Suicide is a growing problem in both the United States and Utah. According to the most recent statistics from the Centers for Disease Control, nearly 43,000 people in the country commit suicide each year.

The American Foundation for Suicide Prevention reports that suicide is now the tenth leading cause of death in the U.S. The Foundation also reports that for every successful suicide, there are an additional 25 suicide attempts.

In 2014, the Foundation reported that the suicide rate in Utah was 20.6 per 100,000, compared to 12.9 per 100,000 for the entire U.S. population, and that Utah has the fifth highest suicide rate in the U.S.

Suicide is reported to be the eighth leading cause of death in Utah. In Weber County, the Utah Department of Health reported that there were 17 suicide deaths between 2012 and 2014 in the 19-25 age range.

According to a report released by Utah health officials in July, suicide rates among 10-17 year old youths have tripled between 2007 and 2014, making suicide the leading cause of death in that age group.

According to Andrea Hood, a Suicide Prevention Coordinator at the Utah Department of Health, there are several identifiable causes for Utah’s high rate of suicide as compared to the national average.

* * * * * * * * *

== Work instructions ==
A) Translate this sentence from the suicide statistics passage into Spanish: "Suicide is reported to be the eighth leading cause of death in Utah."
B) Please write out the suicide statistics passage word for word from "The American Foundation" to "rate in the U.S.".

Point localization data:
* * * * * * * * *

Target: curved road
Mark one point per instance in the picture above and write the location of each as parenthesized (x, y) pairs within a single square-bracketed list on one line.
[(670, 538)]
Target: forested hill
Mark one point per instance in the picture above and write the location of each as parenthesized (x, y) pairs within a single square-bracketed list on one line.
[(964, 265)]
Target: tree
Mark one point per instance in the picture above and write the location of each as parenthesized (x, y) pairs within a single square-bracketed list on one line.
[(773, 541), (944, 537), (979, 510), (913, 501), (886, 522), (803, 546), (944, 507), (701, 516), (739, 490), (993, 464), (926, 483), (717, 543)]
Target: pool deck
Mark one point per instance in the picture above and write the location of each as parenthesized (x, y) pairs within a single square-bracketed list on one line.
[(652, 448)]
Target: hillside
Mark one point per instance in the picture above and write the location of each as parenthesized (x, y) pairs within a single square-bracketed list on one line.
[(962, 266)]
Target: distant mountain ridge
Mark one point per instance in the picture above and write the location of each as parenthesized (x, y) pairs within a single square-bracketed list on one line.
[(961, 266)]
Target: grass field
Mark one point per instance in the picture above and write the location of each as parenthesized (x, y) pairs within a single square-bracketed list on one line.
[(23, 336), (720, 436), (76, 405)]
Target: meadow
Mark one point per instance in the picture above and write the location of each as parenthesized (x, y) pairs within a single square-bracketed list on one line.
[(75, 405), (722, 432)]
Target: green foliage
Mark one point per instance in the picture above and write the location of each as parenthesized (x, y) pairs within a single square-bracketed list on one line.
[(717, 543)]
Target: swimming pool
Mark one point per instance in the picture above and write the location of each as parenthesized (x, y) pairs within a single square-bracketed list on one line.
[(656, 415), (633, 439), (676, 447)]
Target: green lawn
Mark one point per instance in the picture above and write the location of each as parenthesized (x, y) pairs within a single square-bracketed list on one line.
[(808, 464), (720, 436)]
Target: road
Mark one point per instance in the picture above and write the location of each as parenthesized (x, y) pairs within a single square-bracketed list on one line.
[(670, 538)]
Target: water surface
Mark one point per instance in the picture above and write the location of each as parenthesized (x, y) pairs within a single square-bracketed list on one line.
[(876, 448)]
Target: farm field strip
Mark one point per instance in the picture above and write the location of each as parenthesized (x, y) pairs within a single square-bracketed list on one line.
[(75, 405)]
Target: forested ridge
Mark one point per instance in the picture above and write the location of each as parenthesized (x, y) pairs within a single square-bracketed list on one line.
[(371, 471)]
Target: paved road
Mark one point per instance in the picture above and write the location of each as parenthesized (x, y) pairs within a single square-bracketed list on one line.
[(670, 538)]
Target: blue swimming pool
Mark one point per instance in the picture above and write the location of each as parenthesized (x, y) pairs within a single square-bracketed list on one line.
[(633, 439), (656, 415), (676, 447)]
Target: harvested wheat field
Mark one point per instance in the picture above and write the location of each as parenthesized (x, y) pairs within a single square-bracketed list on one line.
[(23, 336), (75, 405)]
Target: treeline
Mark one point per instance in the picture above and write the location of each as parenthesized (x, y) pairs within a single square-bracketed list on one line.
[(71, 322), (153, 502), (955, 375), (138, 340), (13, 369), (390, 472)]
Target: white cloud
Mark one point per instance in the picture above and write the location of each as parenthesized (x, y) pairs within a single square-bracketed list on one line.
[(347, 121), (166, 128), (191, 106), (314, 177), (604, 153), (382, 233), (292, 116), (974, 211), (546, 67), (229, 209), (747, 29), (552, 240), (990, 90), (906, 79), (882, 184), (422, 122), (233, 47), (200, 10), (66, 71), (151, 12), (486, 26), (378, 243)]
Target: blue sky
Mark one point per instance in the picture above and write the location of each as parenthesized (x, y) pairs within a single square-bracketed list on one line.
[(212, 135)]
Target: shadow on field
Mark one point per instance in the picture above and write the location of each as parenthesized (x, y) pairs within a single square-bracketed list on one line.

* * * * * * * * *

== Responses to the tasks ==
A) Se informa que el suicidio es la octava causa principal de muerte en Utah.

B)
The American Foundation for Suicide Prevention reports that suicide is now the tenth leading cause of death in the U.S. The Foundation also reports that for every successful suicide, there are an additional 25 suicide attempts.

In 2014, the Foundation reported that the suicide rate in Utah was 20.6 per 100,000, compared to 12.9 per 100,000 for the entire U.S. population, and that Utah has the fifth highest suicide rate in the U.S.